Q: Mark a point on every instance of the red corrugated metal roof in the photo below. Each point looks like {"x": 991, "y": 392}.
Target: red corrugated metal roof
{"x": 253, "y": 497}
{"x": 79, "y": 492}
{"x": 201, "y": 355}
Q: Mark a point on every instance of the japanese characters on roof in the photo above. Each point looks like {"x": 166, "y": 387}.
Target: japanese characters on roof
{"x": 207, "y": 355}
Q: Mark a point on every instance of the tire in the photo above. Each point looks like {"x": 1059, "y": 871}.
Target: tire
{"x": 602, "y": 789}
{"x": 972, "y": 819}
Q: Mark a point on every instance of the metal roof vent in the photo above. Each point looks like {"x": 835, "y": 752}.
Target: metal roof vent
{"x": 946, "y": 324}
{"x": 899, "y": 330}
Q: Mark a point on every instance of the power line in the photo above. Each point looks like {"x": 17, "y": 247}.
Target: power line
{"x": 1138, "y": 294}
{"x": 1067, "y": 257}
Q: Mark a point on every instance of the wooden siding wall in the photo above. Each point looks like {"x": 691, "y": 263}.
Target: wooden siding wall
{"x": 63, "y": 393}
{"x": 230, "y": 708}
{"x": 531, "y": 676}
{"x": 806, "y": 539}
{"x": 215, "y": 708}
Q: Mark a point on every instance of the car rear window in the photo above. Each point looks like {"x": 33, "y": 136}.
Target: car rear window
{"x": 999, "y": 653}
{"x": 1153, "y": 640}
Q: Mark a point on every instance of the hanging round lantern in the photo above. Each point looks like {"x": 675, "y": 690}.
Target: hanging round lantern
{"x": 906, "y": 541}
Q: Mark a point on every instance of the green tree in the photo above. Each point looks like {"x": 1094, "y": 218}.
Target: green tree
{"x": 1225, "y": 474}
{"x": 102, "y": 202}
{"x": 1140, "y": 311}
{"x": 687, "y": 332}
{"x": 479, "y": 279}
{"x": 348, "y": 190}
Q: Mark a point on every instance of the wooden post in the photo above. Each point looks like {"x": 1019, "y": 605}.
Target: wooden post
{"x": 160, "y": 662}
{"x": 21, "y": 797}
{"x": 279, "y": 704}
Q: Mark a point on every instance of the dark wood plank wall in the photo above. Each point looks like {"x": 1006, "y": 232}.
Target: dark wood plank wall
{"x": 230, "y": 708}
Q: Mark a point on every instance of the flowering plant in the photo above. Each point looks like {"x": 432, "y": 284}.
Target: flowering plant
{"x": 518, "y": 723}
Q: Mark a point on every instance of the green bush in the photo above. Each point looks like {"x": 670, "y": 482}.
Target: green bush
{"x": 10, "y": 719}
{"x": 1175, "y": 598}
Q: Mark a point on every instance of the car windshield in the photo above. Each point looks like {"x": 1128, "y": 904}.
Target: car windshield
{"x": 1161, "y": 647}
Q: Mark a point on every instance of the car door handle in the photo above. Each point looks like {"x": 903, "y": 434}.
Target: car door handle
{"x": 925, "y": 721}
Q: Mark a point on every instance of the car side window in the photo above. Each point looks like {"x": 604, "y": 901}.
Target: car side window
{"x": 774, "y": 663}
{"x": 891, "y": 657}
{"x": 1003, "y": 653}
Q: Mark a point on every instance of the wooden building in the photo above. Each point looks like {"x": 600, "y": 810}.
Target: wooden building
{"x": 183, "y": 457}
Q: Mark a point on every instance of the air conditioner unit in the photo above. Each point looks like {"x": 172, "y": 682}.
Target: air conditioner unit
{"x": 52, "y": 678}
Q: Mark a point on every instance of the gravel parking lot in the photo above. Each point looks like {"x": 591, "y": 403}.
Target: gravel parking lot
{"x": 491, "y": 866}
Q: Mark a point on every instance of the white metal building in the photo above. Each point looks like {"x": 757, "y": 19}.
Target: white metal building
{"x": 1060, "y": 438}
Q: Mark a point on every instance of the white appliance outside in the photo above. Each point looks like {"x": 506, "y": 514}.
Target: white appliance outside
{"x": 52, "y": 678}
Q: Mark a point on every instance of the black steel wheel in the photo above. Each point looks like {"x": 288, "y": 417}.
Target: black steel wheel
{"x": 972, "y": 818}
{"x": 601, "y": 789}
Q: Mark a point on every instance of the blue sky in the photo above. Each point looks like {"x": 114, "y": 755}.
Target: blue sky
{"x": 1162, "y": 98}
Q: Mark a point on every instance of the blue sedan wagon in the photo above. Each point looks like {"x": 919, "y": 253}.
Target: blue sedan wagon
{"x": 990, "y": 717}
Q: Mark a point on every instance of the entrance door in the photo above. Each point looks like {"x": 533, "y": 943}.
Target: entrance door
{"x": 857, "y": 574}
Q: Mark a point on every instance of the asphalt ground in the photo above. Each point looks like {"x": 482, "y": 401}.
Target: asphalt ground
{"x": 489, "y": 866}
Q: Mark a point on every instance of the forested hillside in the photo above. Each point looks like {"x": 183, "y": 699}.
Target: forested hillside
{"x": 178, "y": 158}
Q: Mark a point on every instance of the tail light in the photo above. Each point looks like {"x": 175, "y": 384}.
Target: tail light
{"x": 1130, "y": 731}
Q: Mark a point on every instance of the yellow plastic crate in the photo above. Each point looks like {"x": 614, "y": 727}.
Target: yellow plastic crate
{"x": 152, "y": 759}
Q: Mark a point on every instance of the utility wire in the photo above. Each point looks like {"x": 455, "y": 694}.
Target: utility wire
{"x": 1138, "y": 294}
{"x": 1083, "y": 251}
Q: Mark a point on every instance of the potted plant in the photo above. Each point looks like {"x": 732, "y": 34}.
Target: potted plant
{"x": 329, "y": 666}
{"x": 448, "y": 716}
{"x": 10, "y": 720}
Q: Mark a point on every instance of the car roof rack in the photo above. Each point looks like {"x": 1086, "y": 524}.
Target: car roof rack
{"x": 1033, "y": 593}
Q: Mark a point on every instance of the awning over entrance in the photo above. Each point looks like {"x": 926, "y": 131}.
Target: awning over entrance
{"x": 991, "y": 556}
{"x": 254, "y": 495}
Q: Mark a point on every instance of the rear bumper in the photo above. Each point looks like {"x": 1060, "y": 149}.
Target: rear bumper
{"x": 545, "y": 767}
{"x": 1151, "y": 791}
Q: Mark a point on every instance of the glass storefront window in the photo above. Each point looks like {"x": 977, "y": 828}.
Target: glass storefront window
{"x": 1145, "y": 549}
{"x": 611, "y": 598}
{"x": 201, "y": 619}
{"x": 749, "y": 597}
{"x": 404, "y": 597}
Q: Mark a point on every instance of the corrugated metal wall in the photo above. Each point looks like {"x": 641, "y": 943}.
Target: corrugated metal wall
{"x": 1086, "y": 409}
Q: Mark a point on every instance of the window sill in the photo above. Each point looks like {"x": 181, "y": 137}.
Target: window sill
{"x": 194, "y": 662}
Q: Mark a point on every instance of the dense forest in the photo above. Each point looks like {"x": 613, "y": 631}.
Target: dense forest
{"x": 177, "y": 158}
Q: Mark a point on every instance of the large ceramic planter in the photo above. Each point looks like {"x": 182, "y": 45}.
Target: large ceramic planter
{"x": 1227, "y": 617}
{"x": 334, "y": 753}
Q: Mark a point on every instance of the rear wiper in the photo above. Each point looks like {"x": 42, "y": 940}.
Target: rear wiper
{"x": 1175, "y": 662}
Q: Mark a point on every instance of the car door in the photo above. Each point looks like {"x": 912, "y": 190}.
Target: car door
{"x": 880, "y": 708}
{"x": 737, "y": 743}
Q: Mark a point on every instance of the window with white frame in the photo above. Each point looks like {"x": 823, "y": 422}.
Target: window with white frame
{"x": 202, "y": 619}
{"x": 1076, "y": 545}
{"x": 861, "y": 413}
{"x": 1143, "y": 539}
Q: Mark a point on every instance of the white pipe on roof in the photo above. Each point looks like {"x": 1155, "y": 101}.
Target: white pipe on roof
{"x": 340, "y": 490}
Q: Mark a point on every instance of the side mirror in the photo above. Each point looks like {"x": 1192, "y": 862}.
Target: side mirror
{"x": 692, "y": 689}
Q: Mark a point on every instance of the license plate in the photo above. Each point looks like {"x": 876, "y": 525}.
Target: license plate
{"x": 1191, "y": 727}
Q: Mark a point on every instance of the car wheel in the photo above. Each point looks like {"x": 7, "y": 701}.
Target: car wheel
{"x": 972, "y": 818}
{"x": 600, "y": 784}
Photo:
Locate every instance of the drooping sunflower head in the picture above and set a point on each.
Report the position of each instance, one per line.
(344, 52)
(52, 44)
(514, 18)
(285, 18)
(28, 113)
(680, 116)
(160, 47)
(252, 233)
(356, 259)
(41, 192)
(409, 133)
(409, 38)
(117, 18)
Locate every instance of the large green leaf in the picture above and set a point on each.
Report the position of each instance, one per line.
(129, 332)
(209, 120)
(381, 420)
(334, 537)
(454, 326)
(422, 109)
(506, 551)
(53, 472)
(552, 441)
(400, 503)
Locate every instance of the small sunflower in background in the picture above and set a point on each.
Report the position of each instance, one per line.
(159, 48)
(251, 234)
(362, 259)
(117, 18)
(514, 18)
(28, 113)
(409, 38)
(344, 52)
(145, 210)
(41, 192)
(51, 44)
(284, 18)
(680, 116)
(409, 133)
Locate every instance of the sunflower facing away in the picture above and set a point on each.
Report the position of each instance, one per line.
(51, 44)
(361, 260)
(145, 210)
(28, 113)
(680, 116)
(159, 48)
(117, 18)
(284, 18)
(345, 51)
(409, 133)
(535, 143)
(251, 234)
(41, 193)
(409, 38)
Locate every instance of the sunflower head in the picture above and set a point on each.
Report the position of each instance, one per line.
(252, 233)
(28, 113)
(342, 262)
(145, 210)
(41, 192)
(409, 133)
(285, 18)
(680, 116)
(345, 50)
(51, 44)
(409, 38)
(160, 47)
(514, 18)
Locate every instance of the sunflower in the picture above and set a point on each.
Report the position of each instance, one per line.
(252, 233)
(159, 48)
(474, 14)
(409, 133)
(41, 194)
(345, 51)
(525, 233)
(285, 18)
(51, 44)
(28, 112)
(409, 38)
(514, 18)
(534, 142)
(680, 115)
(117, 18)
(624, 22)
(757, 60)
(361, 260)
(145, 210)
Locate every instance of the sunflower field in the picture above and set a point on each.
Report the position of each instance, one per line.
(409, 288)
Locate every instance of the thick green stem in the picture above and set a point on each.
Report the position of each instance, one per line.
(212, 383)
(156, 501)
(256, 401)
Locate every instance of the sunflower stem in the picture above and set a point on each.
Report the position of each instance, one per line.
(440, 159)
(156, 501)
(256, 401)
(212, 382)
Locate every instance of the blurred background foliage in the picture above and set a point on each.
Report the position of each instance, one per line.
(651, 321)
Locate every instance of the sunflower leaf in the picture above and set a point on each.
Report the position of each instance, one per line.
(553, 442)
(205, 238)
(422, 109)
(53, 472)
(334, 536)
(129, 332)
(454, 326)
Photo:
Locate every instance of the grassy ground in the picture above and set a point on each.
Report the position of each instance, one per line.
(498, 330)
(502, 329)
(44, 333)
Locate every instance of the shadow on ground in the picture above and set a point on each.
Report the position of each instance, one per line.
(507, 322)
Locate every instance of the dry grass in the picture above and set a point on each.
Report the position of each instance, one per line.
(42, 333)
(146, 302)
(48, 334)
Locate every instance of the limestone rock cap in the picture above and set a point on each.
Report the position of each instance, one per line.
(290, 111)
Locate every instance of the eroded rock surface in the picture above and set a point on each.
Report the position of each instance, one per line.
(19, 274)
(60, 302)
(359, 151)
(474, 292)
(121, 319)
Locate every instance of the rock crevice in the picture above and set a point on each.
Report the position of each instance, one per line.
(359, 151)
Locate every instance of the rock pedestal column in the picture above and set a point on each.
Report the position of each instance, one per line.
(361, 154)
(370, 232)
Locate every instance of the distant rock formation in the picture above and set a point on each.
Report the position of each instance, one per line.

========

#### Task description:
Taking the entries above, restate exactly those lines that fall between the line with "Q: Mark a point on every instance of the corrugated" and the line with "Locate every instance of the drooping", keeping both of those lines too.

#### Worked solution:
Q: Mark a point on every instance of the corrugated metal wall in the photo above. Each point looks like {"x": 641, "y": 943}.
Target: corrugated metal wall
{"x": 1086, "y": 409}
Q: Mark a point on every instance of the window sill in the photo above. Each point looks like {"x": 181, "y": 137}.
Target: window sill
{"x": 194, "y": 662}
Q: Mark a point on every instance of the dense forest in the photo above. Each point looks like {"x": 613, "y": 631}.
Target: dense forest
{"x": 177, "y": 158}
Q: Mark a point on every instance of the large ceramic planter in the photo above. Each point looks like {"x": 182, "y": 45}.
Target: large ceramic planter
{"x": 1227, "y": 617}
{"x": 334, "y": 753}
Q: Mark a point on every instance of the rear wiper in the photo above. Each point looks like {"x": 42, "y": 940}.
Target: rear wiper
{"x": 1175, "y": 662}
Q: Mark a point on every instance of the car door in the photo above. Each point looks like {"x": 912, "y": 190}.
Target: car door
{"x": 880, "y": 708}
{"x": 737, "y": 743}
Q: Mark a point on every instance of the window with white frame in the photo above. Each point looks like {"x": 823, "y": 422}.
Target: window with white frame
{"x": 202, "y": 619}
{"x": 1076, "y": 545}
{"x": 861, "y": 413}
{"x": 1143, "y": 539}
Q: Mark a point on every instance of the white pipe on roof in the photo above. Each point looks like {"x": 1155, "y": 101}.
Target: white pipe on roof
{"x": 340, "y": 490}
Q: Mark a point on every instance of the side mirror in the photo above. Each point looks like {"x": 1192, "y": 862}.
Target: side mirror
{"x": 692, "y": 689}
Q: Mark a point on every instance of the license plate in the photo above. Each point looks like {"x": 876, "y": 525}.
Target: license plate
{"x": 1191, "y": 727}
Q: Mark a point on every instance of the car wheel in the photo above. Each point looks like {"x": 7, "y": 701}.
Target: car wheel
{"x": 972, "y": 818}
{"x": 600, "y": 784}
Photo:
Locate every instance of the drooping sunflower head in the picture above and set a point on each.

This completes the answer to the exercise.